* Brief *
Return each line below that contains the word "house", copied unchanged.

________________________________________

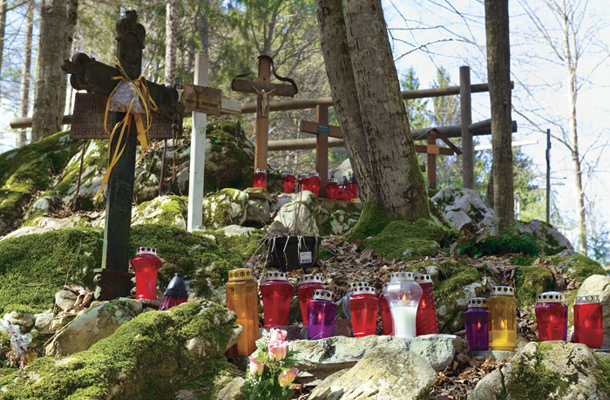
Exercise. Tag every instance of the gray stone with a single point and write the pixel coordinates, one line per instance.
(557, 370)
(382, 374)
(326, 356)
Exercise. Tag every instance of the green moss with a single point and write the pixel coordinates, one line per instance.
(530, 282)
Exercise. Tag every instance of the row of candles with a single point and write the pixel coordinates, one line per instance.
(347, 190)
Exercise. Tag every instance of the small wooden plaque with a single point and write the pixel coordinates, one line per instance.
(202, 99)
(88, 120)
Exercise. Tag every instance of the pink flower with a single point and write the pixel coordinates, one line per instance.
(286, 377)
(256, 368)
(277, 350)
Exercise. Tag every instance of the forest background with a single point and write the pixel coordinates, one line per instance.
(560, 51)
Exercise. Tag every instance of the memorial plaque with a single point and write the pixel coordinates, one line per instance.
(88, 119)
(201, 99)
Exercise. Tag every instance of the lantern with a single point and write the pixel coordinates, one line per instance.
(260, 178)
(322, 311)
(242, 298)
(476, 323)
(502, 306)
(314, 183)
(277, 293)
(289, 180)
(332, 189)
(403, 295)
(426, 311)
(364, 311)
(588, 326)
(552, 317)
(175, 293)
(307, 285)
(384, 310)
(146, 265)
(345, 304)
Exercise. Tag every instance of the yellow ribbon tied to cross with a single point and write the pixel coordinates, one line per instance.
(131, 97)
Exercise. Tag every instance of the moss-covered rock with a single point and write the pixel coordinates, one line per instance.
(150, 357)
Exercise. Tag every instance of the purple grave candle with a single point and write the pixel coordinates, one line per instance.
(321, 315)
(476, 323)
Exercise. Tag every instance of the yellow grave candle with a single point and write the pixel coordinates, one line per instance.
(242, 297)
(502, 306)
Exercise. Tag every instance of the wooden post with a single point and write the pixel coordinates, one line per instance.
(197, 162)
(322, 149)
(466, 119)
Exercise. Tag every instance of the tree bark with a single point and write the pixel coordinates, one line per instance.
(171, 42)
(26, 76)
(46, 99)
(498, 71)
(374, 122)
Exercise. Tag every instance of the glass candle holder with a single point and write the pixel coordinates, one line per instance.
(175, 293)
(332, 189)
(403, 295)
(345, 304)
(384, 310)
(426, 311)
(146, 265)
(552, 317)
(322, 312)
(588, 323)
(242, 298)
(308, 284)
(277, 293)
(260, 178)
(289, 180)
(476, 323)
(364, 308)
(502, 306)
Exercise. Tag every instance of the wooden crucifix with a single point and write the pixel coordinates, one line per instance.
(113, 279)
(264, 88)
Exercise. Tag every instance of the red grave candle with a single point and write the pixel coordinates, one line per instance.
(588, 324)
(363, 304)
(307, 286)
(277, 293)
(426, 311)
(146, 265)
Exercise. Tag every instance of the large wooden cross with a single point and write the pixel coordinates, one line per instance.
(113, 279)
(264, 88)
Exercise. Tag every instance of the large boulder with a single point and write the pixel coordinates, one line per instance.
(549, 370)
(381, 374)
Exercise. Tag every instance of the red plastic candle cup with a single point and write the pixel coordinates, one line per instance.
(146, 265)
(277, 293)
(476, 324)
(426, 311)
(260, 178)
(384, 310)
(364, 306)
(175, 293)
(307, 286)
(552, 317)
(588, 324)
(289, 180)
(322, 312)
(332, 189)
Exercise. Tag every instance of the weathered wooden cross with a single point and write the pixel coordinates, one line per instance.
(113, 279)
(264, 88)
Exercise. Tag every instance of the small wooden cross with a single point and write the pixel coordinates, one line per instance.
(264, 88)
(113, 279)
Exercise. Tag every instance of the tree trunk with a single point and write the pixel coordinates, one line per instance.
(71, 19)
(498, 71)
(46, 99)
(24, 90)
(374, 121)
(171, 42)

________________________________________

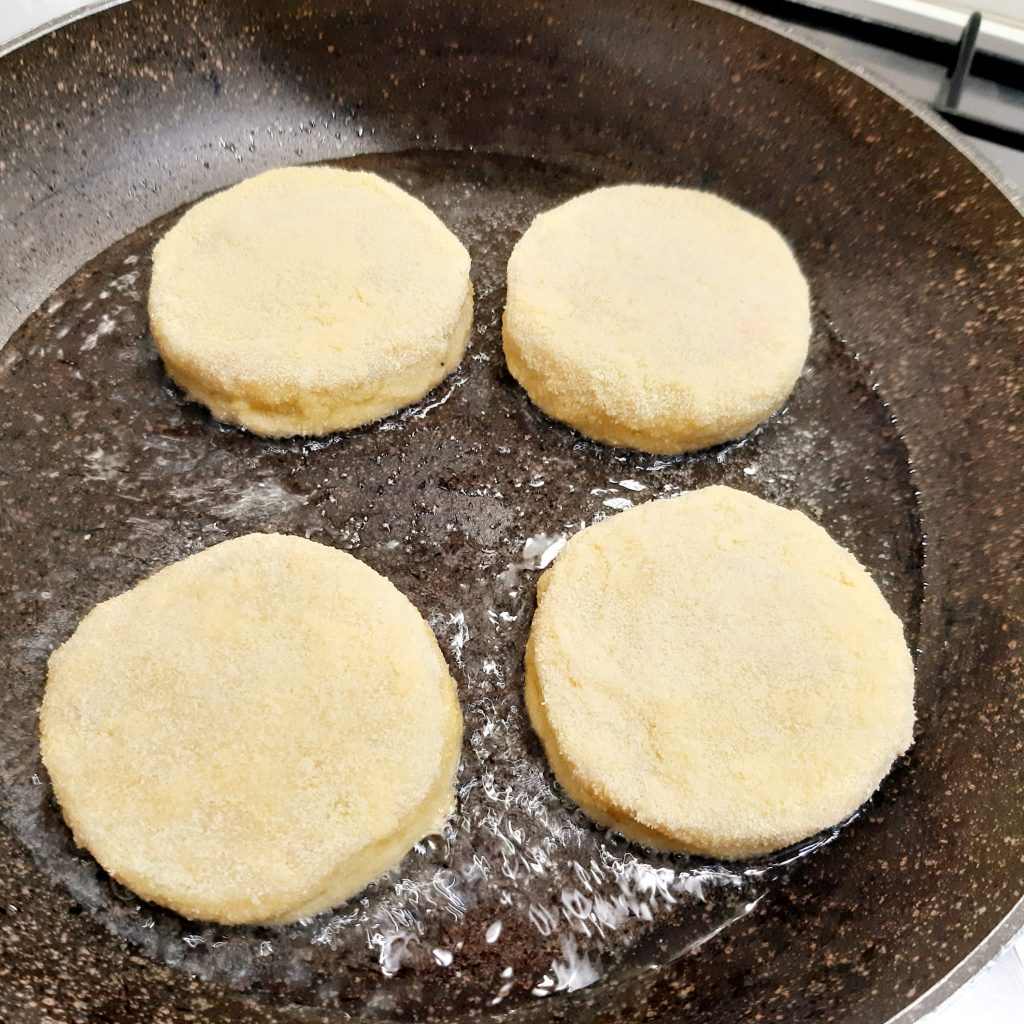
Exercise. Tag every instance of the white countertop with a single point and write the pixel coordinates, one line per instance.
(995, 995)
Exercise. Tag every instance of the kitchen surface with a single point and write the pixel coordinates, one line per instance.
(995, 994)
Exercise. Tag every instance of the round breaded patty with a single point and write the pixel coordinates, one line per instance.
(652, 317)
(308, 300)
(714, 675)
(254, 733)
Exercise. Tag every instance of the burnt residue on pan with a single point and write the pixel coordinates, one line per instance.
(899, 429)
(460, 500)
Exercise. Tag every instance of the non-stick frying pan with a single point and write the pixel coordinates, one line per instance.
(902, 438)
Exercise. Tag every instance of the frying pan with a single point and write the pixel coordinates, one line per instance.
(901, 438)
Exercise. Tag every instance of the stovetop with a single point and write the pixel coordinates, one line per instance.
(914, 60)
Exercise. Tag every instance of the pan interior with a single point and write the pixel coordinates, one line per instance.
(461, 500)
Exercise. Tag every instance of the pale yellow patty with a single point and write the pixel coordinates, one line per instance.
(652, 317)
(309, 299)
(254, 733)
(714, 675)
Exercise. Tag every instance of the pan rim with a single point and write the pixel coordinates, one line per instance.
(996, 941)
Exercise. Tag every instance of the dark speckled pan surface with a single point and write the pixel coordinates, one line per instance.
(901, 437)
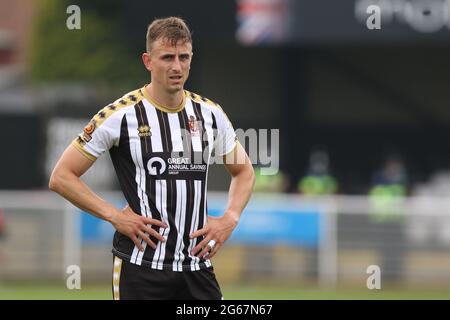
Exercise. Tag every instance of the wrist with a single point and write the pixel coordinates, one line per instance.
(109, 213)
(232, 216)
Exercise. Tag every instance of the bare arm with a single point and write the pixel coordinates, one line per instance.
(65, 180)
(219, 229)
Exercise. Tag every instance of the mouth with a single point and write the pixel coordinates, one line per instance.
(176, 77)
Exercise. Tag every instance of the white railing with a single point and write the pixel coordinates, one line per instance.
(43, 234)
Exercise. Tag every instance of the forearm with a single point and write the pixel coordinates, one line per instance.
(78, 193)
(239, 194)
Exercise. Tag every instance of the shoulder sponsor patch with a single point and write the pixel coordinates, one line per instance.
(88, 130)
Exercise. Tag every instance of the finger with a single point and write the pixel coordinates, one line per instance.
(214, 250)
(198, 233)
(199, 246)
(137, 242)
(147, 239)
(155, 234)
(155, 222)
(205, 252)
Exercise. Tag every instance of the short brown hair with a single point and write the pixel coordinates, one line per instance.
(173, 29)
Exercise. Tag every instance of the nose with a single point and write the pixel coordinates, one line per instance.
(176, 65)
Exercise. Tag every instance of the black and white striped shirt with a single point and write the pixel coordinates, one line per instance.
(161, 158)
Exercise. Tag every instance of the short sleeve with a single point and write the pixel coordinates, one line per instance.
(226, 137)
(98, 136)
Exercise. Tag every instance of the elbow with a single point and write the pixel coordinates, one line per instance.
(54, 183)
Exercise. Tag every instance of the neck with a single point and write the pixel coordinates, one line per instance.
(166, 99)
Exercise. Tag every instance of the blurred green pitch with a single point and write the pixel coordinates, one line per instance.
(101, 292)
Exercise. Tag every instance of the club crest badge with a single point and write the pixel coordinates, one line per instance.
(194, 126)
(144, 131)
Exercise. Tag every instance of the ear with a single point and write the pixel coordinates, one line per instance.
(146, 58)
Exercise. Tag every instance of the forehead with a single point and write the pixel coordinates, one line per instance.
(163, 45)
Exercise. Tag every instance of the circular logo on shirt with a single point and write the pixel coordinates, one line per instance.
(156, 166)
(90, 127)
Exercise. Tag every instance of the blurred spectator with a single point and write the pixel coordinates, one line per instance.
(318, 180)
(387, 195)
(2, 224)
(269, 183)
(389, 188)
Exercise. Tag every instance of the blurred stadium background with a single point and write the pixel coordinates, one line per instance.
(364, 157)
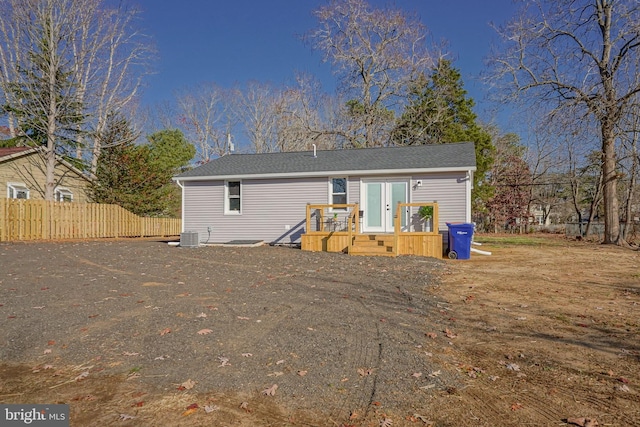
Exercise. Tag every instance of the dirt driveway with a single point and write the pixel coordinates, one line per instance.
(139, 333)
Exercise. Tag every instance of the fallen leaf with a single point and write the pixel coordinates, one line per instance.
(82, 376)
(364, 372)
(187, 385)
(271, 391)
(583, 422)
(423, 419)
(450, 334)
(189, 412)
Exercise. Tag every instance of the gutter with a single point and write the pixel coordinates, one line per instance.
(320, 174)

________________________________________

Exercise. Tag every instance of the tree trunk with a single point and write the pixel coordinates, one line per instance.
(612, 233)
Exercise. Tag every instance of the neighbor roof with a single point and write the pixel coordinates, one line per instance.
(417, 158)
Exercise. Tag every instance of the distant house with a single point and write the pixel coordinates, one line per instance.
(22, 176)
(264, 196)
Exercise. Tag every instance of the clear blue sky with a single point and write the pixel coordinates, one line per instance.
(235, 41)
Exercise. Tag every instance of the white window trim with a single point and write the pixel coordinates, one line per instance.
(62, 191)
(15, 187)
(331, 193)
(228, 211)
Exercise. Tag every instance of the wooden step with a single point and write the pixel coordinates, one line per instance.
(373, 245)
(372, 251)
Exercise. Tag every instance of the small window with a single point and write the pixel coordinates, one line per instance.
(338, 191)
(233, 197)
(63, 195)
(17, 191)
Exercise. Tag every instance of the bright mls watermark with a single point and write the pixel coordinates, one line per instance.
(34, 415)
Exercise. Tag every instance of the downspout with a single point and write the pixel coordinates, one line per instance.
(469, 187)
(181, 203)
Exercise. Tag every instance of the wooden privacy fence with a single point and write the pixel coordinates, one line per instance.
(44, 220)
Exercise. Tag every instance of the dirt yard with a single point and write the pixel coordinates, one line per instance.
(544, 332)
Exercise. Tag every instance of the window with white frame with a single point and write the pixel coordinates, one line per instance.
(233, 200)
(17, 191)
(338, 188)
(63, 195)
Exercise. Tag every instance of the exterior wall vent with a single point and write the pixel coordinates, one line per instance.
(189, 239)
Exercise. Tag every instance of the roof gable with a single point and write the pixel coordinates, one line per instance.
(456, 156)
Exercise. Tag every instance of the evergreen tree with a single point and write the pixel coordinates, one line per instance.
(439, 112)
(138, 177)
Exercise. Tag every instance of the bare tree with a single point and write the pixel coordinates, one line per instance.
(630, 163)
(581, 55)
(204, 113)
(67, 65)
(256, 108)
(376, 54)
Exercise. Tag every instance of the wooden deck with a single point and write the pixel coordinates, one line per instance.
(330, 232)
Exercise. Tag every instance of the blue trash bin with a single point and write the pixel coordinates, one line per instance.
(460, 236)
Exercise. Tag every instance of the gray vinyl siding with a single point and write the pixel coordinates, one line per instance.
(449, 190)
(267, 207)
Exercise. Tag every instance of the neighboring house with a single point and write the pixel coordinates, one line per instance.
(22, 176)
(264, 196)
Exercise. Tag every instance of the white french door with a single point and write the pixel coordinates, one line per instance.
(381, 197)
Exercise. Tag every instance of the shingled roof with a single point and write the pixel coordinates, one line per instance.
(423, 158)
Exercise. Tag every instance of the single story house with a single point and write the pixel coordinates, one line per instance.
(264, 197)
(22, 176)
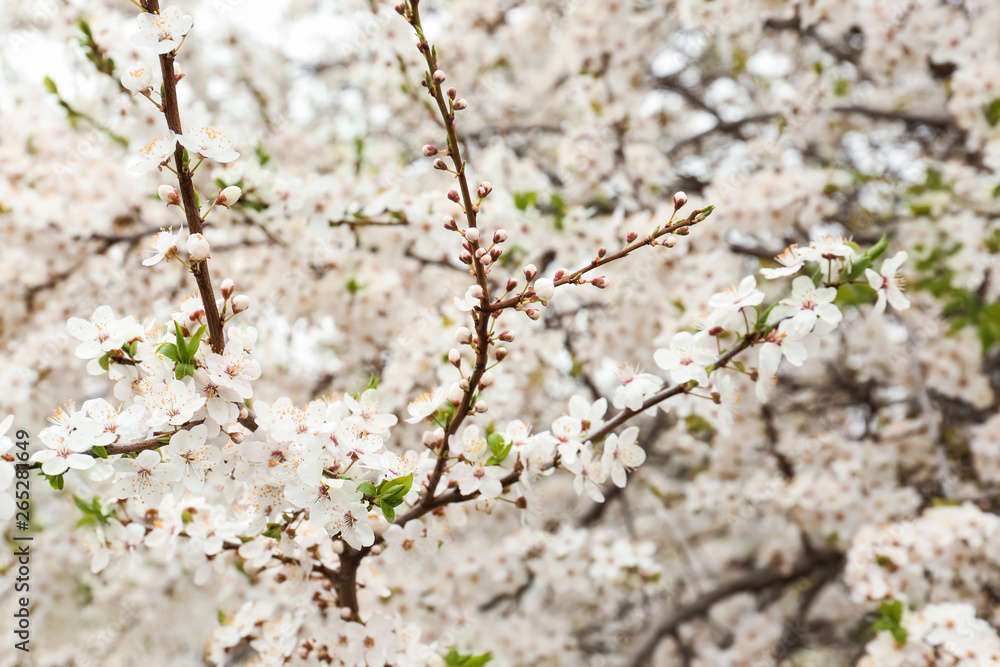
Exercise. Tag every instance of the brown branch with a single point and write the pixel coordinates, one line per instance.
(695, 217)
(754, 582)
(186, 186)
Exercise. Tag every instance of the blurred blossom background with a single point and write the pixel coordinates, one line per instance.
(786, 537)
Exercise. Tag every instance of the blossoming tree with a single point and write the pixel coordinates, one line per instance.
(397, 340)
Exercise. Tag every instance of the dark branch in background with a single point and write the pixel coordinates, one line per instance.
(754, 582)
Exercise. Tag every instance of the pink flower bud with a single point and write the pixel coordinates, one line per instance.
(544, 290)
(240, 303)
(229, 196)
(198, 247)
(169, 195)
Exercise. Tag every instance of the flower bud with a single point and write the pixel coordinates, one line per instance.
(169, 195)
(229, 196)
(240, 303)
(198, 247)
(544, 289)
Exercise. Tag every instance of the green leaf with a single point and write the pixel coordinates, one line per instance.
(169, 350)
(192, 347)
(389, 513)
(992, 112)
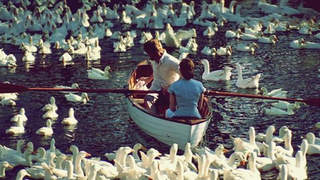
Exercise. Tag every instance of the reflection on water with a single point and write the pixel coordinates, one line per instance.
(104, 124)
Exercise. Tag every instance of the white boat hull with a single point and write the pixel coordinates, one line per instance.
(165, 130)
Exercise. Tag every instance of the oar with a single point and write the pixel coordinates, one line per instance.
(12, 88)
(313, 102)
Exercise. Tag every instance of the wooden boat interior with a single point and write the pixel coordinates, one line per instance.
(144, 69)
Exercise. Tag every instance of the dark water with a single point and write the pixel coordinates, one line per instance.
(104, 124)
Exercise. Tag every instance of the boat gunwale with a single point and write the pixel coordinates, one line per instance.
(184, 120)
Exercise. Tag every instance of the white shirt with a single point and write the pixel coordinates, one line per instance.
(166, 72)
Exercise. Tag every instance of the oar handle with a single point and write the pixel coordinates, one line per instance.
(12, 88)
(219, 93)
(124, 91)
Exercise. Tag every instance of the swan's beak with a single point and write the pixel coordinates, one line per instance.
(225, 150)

________________________________________

* Final result *
Exercise. Tag every instance of the distant house with a single point and write the pixel coordinates, one line per instance.
Exercise. Tag every instance of the neighboring house with a single point and write the pixel coordinates, one line per instance.
Exercise. Tag every instance of the single story house with a single point and write the pixel coordinates, one line per instance.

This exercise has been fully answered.